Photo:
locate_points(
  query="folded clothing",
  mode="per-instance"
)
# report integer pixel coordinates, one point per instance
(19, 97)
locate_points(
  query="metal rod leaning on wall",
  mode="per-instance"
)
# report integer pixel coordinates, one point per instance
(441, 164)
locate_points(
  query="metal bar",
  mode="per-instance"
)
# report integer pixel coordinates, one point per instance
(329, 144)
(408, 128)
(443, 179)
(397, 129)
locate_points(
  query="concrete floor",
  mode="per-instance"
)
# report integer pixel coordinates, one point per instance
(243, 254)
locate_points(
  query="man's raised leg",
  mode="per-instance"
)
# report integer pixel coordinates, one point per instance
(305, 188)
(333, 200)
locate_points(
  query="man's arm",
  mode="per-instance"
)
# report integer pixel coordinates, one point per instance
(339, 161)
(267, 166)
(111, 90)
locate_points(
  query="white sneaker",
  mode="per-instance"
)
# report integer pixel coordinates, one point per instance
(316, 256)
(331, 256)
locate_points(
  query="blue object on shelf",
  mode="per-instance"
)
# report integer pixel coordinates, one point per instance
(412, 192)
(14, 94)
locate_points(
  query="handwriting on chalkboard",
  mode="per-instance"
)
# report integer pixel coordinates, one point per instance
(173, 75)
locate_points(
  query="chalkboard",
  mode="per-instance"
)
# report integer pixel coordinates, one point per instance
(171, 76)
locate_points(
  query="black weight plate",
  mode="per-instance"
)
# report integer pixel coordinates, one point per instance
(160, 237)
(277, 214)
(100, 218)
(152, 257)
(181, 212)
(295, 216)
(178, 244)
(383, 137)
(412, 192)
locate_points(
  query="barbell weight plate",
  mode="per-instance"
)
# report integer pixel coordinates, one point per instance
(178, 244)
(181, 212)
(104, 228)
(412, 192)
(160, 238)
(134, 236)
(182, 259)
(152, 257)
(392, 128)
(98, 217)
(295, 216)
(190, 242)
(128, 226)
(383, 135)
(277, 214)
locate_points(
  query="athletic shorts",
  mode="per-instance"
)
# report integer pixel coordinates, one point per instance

--- Your task ---
Restate the whole listing exactly, leaving out nothing.

--- Finished task ---
Photo:
locate_points(
  query="folded clothing",
  mode="per-instance"
)
# report integer pixel coordinates, one point per instance
(19, 97)
locate_points(
  query="metal rod leaning on wall",
  mode="per-instance"
)
# report integer pixel coordinates, one point per instance
(441, 164)
locate_points(
  query="metal bar",
  mode="per-instance"
)
# report integer pixel coordinates, one point per instance
(329, 144)
(408, 128)
(443, 179)
(397, 129)
locate_points(
  query="concrete floor",
  mode="per-instance"
)
# report integer pixel coordinates, one point per instance
(243, 254)
locate_points(
  query="man's raised leg",
  mode="per-instance"
)
# report integer pixel coordinates, one point per instance
(305, 188)
(333, 200)
locate_points(
  query="man's arm",
  mode="per-instance"
)
# report integer pixel coordinates, one point per instance
(339, 161)
(267, 166)
(111, 90)
locate_points(
  query="white sneaker",
  mode="per-instance"
)
# report integer pixel coordinates, one point per instance
(316, 256)
(331, 256)
locate_points(
  query="blue object on shelf",
  mode="per-instance"
)
# report integer pixel coordinates, one point per instance
(412, 192)
(14, 94)
locate_points(
  query="handwriting on chalkboard",
  mode="per-instance"
)
# report integer pixel coordinates, one point per instance
(173, 75)
locate_points(
  query="chalkboard",
  mode="per-instance"
)
# report integer pixel coordinates, one point per instance
(171, 76)
locate_points(
  query="black weight plate",
  mode="per-instance"
)
# report integer pixel coordinates, one point per instance
(160, 237)
(277, 214)
(100, 218)
(152, 257)
(181, 212)
(295, 216)
(178, 244)
(383, 137)
(412, 192)
locate_points(
  query="barbell weight plate",
  mode="per-instance"
)
# report integer pixel coordinates, one point per instance
(178, 244)
(181, 212)
(104, 228)
(412, 192)
(160, 238)
(134, 236)
(182, 259)
(152, 257)
(392, 128)
(98, 217)
(295, 216)
(190, 242)
(128, 226)
(383, 135)
(277, 214)
locate_points(
  query="athletic shorts",
  mode="per-instance"
)
# report integer pixel coordinates, one point per instance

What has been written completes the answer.